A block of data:
..............................
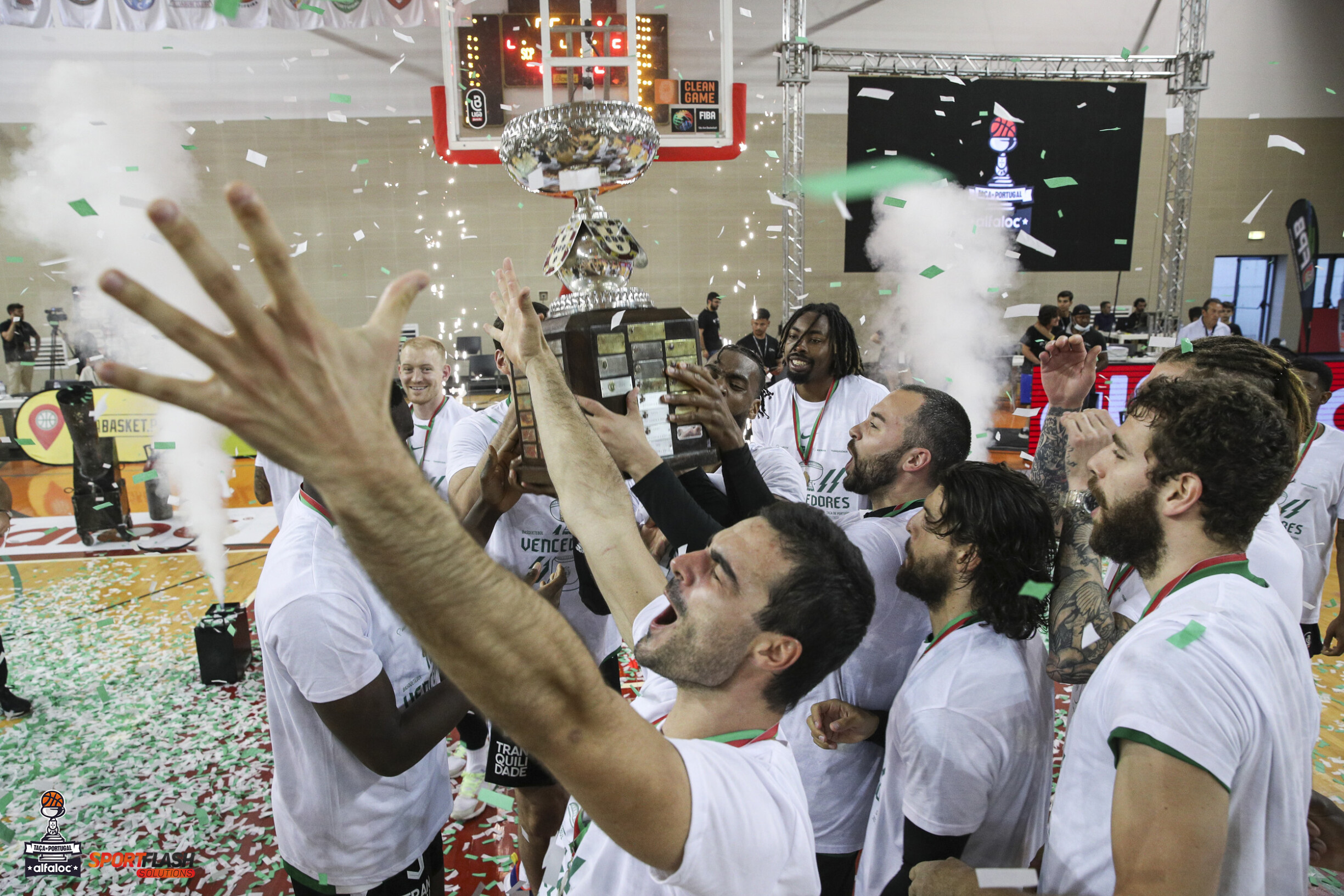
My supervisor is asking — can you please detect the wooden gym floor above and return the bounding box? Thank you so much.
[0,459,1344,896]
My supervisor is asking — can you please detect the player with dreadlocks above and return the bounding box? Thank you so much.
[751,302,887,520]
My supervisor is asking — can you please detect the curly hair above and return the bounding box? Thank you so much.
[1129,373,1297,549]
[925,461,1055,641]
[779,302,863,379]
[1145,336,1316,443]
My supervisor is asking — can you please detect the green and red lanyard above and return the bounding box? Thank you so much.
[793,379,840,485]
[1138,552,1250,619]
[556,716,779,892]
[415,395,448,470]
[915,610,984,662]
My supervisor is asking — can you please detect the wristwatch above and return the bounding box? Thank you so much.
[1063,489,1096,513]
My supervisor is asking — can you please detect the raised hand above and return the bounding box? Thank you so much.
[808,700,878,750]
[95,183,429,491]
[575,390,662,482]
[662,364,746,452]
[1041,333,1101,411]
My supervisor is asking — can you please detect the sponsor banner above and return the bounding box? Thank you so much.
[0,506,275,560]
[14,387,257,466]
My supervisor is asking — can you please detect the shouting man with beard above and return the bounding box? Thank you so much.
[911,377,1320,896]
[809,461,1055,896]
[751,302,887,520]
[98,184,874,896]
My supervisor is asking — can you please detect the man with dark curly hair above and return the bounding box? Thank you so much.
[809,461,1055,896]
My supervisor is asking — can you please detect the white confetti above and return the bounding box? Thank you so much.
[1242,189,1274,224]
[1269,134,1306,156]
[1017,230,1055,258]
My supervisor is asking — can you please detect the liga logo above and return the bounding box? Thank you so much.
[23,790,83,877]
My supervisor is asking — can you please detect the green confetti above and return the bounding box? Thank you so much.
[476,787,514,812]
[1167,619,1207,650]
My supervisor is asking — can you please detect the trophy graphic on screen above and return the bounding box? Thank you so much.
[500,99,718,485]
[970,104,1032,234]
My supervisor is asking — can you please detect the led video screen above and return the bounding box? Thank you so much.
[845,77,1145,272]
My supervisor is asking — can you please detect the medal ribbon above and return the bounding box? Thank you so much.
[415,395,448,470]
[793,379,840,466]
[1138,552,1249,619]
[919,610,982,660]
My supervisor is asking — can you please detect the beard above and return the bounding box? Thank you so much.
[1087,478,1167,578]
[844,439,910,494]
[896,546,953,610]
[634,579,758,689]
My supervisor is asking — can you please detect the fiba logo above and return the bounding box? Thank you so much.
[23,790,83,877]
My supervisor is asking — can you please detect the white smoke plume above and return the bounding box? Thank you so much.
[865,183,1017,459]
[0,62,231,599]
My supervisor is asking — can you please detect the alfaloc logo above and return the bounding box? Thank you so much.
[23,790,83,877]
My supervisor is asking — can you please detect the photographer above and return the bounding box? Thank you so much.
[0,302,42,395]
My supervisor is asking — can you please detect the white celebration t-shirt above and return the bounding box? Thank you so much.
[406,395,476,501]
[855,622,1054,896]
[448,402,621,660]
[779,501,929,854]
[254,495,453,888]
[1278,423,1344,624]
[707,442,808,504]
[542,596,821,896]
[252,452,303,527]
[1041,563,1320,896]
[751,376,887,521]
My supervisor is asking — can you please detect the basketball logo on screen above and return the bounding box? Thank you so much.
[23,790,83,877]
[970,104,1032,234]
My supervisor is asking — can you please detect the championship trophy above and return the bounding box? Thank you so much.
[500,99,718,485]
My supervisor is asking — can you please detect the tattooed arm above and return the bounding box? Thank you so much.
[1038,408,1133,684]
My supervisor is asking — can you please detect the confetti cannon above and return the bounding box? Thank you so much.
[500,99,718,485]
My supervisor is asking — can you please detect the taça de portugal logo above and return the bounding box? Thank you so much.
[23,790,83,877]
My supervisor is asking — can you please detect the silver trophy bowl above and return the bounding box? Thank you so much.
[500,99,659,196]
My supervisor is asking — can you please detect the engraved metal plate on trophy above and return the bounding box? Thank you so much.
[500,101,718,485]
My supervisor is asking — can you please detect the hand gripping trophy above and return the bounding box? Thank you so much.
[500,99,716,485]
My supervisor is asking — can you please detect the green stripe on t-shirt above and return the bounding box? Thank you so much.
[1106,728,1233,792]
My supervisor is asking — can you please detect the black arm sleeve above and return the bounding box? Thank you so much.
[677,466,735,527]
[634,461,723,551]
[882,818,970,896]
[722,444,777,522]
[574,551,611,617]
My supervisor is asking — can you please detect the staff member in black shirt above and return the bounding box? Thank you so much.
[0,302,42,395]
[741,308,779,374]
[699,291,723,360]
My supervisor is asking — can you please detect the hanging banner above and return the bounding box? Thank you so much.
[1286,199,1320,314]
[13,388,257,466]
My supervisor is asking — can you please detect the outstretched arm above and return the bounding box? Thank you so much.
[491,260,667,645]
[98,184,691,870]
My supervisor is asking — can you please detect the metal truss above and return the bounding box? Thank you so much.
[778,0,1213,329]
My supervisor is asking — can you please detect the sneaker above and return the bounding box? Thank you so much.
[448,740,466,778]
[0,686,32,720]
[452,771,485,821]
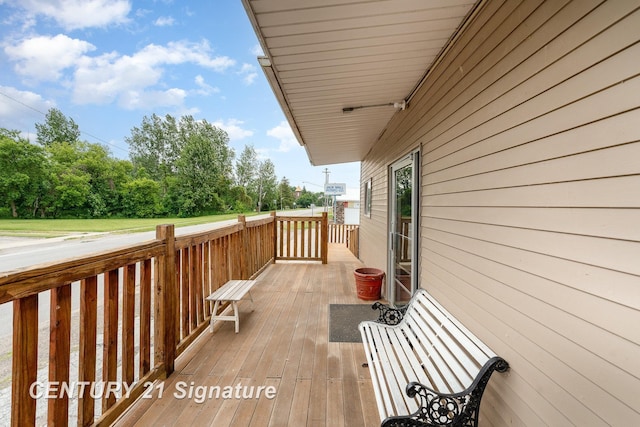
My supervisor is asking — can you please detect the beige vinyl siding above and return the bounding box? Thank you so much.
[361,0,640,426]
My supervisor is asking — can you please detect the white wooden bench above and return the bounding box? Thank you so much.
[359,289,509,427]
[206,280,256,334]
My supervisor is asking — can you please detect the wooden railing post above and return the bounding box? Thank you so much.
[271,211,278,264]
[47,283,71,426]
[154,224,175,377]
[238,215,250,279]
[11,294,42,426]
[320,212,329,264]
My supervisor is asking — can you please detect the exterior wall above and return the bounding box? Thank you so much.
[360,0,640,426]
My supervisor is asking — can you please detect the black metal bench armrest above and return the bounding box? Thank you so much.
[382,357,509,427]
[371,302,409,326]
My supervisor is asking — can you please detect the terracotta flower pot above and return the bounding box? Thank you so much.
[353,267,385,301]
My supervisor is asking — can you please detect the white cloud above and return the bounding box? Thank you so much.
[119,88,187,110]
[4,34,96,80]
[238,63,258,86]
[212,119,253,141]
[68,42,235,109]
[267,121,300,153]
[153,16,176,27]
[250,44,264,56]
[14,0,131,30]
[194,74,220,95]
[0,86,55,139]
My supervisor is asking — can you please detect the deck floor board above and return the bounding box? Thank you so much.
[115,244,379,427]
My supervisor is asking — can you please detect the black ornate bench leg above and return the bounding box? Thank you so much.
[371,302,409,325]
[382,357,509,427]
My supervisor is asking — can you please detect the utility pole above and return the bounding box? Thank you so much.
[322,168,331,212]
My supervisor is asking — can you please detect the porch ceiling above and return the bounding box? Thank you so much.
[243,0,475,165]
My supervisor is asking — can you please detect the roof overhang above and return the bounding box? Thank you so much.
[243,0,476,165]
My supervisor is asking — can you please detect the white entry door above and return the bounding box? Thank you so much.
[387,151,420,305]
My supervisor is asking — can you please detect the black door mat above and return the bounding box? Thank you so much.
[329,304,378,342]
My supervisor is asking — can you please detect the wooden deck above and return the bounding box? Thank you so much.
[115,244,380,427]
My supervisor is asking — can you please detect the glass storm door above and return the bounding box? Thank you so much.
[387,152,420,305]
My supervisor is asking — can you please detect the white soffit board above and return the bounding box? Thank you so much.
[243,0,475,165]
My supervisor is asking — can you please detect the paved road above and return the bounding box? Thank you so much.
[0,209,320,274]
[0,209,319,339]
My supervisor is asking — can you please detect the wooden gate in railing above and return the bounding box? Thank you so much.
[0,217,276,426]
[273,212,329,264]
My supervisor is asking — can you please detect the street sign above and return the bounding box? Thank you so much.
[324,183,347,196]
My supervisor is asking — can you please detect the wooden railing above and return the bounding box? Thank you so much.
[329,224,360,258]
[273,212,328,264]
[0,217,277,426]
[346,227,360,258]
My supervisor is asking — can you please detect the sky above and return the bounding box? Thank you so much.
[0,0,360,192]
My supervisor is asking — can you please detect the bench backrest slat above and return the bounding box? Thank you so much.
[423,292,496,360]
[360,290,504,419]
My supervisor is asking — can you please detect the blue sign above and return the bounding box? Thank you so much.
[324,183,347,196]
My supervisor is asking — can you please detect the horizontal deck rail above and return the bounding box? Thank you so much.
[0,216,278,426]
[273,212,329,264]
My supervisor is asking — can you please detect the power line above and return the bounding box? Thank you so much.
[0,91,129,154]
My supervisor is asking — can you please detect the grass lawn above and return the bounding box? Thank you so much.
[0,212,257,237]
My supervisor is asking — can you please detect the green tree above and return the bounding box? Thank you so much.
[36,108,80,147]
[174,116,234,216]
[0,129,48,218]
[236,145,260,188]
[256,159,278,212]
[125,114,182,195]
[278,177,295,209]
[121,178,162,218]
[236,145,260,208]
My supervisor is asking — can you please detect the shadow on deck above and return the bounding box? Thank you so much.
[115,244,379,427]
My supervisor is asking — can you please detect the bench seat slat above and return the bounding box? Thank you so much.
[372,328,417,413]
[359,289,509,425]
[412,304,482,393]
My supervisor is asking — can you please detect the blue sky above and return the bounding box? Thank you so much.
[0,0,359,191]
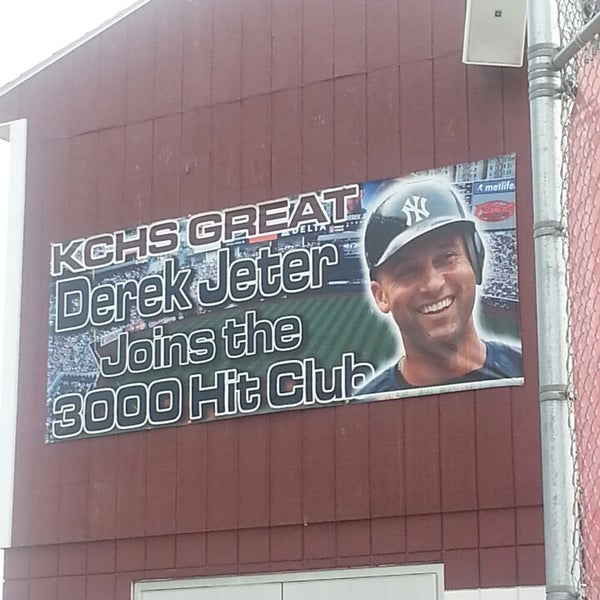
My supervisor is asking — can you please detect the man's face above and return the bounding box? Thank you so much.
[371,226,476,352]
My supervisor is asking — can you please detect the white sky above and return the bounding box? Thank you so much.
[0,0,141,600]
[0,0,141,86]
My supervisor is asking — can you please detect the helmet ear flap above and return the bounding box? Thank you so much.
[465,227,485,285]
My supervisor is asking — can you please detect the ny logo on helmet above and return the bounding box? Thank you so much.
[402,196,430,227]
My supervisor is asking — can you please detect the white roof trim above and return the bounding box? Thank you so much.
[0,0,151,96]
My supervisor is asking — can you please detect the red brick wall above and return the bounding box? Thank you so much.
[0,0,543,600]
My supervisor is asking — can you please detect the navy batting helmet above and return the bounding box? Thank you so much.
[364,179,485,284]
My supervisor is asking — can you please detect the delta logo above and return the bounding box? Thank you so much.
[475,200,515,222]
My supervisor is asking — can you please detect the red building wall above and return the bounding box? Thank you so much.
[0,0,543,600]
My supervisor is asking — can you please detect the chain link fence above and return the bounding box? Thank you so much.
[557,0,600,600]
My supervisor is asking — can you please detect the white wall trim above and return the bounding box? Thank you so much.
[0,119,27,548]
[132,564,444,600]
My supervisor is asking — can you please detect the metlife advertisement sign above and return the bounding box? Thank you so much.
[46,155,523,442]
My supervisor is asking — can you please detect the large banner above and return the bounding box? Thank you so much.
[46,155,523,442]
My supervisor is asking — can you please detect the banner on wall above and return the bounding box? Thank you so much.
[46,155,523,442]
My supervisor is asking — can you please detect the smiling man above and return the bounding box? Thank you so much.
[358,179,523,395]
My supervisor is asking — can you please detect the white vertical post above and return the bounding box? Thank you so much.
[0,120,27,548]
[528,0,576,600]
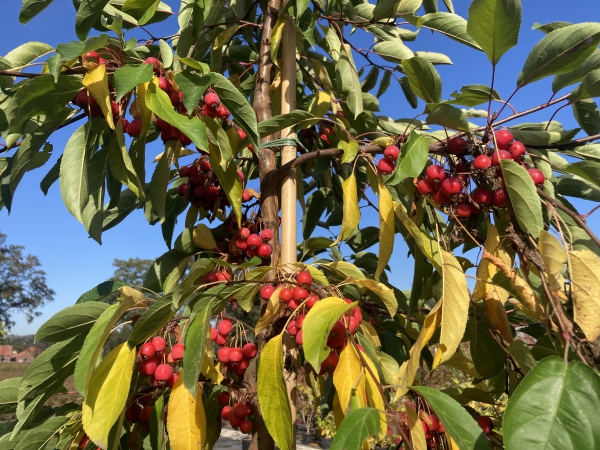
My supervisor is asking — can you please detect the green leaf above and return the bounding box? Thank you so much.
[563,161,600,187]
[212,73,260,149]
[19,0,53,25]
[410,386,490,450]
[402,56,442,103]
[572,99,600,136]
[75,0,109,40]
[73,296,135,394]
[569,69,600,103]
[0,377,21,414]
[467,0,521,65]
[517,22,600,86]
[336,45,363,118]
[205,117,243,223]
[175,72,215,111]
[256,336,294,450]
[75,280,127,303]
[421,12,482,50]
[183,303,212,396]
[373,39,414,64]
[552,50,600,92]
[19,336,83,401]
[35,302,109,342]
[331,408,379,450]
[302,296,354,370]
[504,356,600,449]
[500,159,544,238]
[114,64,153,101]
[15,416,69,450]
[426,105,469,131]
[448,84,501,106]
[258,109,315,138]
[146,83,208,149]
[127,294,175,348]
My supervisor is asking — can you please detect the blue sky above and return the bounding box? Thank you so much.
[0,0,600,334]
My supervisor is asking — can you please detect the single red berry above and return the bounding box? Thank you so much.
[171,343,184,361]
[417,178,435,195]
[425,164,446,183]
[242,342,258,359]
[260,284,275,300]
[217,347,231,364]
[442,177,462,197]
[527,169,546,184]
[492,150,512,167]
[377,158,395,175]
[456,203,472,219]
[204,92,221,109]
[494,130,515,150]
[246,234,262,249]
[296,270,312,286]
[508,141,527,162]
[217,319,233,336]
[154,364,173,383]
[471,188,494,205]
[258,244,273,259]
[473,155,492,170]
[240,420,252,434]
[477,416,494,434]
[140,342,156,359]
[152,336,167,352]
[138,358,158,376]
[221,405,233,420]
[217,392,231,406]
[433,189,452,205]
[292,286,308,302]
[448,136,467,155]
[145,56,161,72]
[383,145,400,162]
..............................
Turn the lines of the data into a numbered list, leaving out blank lines, starting with the line that contains "My supervisor is asking — can you please detect the basketball" and going on through the line that contains "[500,99,659,196]".

:: Solution ::
1. My supervisor is asking — can you please detect the basketball logo on screen above and return the bounding box? Thank you so much.
2. [23,790,83,877]
3. [970,104,1032,234]
4. My supervisor is asking — can you please detect the championship trophy above and return the bounding box? Thank you so much.
5. [500,99,718,485]
6. My supervisor is asking — can you please detect the tattooed arm above and return the bounding box? Thank you so much.
7. [1038,408,1133,684]
8. My supervisor is asking — can you please detect the confetti cannon above and return the bounding box? Thank you so much.
9. [500,99,718,485]
10. My supervisor is asking — can you please detect the taça de portugal logo above and return the bounding box? Thank you so much.
11. [23,790,83,877]
12. My supervisor is asking — can you please detect the silver trophy bowl above and return the bounding box? Thank you so much.
13. [500,99,659,196]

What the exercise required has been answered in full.